= SOURCE DOCUMENT =
Robert F Kennedy once said that a country’s GDP, or ‘Gross Domestic Product’ measures “everything except that which makes life worthwhile.” With Britain voting to leave the European Union on June 23rd, and GDP already predicted to slow as a result, it is now a timely moment to assess what the young US presidential hopeful was referring to.
The question of GDP and its usefulness has vexed policymakers for over half a century. Many argue that it is a flawed concept. It measures things that do not matter and misses things that do. By most recent measures, the UK’s GDP has been the envy of the Western world, with record unemployment and high growth figures. So if everything was going so well, why did over 17 million people vote to leave the EU, despite the warnings about what it could do to their country’s economic prospects?
Our recent annual study of countries and their ability to convert growth into wellbeing (making the most of your money for the benefit of your citizens) sheds some light on that question. While the UK does indeed enjoy high economic growth, it currently ranks in the bottom 20 per cent of converting growth to wellbeing.
Across the 163 countries we measured in the world, the UK is one of the poorest performers in ensuring that economic growth is translated into meaningful improvements for its citizens. Rather than just focusing on GDP, we have measured over 40 different sets of criteria from health, education and civil society engagement, to try and get a more rounded assessment of how countries are performing.
Why does this matter? Because connecting people to the benefits of economic growth is now more important than ever. We are currently seeing a backlash against globalisation as a reaction against vast growing inequality, and the consequences go far beyond Brexit. All across Europe, the far right (and in Southern Europe’s case, the far left) have caused a dramatic shift in the political landscape by promising to roll back globalisation.
While all of these countries face their own challenges, there are a number of consistent themes that come across in our research. Yes there has been a nascent economic recovery since the 2008 global crash, but in key indicators in areas such as health and education, major economies have continued to decline.

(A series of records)
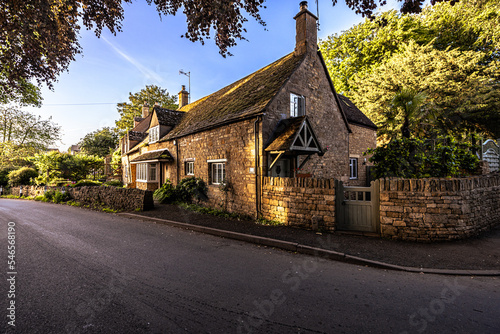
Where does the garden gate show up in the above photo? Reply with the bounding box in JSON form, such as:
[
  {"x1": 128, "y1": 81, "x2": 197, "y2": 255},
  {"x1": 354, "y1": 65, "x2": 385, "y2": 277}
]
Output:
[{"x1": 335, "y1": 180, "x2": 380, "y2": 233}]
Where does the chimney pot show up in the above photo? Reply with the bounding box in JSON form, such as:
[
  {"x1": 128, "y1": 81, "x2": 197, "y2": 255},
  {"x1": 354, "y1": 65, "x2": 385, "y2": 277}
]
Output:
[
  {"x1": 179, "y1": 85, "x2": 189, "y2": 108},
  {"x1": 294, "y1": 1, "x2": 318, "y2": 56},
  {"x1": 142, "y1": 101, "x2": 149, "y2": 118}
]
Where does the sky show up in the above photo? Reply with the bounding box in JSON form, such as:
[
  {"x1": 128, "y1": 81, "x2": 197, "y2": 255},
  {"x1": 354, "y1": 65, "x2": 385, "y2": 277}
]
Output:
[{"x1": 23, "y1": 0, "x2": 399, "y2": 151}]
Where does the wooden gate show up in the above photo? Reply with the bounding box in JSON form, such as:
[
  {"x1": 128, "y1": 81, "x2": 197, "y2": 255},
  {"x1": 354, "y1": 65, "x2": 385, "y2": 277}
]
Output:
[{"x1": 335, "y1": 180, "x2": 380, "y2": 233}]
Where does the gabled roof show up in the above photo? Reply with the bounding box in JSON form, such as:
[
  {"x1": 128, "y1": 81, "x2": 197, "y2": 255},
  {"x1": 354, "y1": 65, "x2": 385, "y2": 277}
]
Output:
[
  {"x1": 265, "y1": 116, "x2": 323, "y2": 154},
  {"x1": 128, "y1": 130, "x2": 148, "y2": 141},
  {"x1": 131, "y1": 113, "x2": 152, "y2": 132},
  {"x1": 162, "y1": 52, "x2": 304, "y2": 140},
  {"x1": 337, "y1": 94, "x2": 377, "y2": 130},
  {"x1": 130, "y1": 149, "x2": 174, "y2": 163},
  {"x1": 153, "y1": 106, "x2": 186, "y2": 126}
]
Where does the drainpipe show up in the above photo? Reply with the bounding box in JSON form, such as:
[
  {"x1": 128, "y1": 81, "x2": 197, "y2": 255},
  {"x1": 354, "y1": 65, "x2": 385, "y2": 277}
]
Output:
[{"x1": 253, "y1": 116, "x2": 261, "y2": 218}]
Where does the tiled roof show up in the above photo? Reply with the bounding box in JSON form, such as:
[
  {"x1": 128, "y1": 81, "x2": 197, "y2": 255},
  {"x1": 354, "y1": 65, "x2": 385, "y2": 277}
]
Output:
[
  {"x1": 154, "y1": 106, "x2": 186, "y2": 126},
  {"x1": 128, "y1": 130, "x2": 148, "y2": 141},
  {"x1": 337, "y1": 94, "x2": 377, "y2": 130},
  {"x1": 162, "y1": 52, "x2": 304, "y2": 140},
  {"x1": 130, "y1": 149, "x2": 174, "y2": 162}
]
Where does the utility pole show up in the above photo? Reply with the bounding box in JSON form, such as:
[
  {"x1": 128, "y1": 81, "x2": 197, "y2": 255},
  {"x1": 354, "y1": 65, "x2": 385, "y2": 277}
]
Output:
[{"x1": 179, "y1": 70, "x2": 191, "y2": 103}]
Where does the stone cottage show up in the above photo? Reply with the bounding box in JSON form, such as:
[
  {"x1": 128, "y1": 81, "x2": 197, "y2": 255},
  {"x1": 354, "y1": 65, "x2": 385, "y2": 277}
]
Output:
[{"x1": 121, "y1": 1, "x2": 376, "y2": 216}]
...
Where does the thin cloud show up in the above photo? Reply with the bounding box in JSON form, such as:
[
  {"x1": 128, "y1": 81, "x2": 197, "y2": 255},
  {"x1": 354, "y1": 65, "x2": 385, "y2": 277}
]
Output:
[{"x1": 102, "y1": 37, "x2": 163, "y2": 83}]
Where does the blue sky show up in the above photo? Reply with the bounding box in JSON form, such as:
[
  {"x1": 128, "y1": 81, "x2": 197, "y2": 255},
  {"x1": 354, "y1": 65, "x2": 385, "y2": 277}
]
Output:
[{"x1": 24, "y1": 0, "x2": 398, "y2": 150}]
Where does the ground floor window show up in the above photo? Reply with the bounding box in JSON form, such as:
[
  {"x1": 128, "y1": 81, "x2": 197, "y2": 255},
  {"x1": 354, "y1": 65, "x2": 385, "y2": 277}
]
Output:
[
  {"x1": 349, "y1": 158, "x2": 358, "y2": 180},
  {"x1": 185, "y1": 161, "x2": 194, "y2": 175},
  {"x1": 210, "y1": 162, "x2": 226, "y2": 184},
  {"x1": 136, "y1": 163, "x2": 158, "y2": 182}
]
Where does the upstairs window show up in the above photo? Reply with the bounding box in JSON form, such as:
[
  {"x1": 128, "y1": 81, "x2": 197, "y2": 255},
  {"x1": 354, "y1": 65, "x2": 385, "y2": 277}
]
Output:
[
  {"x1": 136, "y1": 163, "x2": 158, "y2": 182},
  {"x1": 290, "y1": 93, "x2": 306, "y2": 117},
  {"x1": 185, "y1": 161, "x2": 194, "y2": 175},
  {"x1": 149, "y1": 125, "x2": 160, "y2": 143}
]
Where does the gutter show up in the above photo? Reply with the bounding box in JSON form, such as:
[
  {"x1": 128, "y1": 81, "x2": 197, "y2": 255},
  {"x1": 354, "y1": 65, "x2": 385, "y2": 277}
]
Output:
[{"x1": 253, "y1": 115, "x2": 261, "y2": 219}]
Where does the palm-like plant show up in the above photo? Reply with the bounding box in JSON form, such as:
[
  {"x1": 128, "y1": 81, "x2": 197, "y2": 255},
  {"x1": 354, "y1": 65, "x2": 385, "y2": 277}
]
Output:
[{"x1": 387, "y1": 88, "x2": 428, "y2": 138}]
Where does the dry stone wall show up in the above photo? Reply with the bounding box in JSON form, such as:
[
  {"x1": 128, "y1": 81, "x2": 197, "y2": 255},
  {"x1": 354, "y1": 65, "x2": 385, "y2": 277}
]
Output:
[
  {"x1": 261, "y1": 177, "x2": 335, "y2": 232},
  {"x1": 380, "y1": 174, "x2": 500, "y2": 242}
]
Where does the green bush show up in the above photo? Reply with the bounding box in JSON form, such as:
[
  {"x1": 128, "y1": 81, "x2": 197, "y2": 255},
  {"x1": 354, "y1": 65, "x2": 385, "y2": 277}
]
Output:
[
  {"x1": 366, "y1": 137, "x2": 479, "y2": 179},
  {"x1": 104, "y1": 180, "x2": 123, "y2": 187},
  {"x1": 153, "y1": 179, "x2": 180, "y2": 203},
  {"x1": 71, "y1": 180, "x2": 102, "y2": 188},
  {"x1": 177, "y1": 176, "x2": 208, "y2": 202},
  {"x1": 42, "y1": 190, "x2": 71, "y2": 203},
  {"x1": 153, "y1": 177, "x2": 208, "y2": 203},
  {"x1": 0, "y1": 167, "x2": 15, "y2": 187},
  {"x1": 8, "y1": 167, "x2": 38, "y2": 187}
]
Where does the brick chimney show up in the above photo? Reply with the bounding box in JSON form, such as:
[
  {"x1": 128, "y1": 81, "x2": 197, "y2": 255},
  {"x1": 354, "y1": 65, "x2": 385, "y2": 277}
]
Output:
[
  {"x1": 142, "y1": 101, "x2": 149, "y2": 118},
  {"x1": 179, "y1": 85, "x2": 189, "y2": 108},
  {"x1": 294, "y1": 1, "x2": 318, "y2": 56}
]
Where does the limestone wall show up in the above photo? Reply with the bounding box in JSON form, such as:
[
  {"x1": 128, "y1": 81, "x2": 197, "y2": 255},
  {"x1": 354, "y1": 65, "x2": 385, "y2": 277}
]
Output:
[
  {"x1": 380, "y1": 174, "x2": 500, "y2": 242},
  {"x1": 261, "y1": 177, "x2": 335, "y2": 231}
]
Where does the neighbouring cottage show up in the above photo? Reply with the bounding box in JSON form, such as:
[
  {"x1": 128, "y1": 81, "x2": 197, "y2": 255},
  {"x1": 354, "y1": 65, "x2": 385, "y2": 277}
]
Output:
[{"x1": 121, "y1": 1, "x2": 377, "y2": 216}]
--
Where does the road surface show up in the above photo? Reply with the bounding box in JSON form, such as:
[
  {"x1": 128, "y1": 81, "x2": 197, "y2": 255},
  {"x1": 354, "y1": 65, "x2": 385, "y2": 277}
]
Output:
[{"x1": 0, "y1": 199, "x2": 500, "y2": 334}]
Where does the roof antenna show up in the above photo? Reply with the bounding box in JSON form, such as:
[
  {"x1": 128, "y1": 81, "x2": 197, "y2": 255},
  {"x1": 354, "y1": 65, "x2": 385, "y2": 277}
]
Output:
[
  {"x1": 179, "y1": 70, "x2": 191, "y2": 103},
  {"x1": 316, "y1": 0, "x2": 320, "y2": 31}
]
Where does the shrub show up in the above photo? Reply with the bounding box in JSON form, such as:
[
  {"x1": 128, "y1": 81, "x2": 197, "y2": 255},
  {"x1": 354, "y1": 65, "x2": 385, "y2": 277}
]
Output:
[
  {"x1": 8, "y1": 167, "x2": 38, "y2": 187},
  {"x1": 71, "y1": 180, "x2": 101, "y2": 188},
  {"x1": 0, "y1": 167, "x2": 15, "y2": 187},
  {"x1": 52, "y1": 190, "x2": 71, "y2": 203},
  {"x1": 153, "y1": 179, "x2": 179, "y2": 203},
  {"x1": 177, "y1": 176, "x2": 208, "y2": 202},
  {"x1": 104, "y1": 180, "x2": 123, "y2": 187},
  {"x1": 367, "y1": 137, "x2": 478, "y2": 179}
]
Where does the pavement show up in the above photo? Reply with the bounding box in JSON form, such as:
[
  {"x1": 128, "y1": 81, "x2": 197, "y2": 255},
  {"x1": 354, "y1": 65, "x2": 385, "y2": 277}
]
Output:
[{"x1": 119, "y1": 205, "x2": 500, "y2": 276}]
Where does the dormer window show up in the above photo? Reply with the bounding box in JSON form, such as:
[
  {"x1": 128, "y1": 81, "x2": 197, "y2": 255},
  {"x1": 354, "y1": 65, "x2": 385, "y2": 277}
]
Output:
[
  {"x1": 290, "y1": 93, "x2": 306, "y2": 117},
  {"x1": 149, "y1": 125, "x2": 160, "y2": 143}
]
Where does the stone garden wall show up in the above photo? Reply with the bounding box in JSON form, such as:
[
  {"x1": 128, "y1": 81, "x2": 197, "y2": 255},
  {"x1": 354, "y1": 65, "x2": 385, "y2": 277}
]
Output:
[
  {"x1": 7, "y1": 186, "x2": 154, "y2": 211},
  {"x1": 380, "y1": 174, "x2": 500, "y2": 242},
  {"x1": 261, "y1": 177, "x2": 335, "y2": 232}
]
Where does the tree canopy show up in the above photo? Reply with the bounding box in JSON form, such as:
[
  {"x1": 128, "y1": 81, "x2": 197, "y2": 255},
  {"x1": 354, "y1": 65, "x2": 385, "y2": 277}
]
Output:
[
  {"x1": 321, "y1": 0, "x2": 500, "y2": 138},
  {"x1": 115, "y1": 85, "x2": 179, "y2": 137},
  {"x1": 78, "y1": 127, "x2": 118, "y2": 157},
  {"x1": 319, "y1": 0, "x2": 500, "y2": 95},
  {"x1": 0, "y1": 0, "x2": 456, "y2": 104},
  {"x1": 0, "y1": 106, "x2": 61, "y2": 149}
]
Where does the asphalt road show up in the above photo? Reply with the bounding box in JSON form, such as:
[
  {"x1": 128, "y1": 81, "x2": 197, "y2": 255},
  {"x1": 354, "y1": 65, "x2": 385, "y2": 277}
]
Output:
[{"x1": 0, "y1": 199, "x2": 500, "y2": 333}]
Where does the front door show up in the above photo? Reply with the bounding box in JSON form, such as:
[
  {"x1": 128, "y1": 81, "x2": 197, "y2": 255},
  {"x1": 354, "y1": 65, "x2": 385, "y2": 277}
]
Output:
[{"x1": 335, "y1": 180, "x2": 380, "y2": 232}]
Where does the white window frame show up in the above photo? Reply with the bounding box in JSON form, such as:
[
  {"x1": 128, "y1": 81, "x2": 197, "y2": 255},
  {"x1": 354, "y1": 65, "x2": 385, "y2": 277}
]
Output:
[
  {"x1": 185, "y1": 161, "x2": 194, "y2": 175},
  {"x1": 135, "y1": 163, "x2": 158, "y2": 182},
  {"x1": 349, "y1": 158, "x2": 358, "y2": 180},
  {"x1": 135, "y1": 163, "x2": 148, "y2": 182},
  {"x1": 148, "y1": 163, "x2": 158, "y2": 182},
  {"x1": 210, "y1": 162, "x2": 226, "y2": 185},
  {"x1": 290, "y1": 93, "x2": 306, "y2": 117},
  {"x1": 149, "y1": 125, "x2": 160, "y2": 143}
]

= PROBLEMS =
• A. For each statement below, state whether it agrees with the article on GDP and wellbeing, answering yes or no and quoting the deciding words of the article: (i) The study covered 163 countries. (ii) The UK ranks in the top 20 per cent of countries at converting growth to wellbeing. (iii) The study measured fewer than 20 sets of criteria.
• B. Reproduce the stretch of the article on GDP and wellbeing from "Our recent annual" through "countries are performing.".
The rows bear no relation to the article on GDP and wellbeing.

= EXPECTED ANSWERS =
• A.
(i) Yes: "Across the 163 countries we measured in the world"
(ii) No: "it currently ranks in the bottom 20 per cent of converting growth to wellbeing"
(iii) No: "we have measured over 40 different sets of criteria"

• B.
Our recent annual study of countries and their ability to convert growth into wellbeing (making the most of your money for the benefit of your citizens) sheds some light on that question. While the UK does indeed enjoy high economic growth, it currently ranks in the bottom 20 per cent of converting growth to wellbeing.
Across the 163 countries we measured in the world, the UK is one of the poorest performers in ensuring that economic growth is translated into meaningful improvements for its citizens. Rather than just focusing on GDP, we have measured over 40 different sets of criteria from health, education and civil society engagement, to try and get a more rounded assessment of how countries are performing.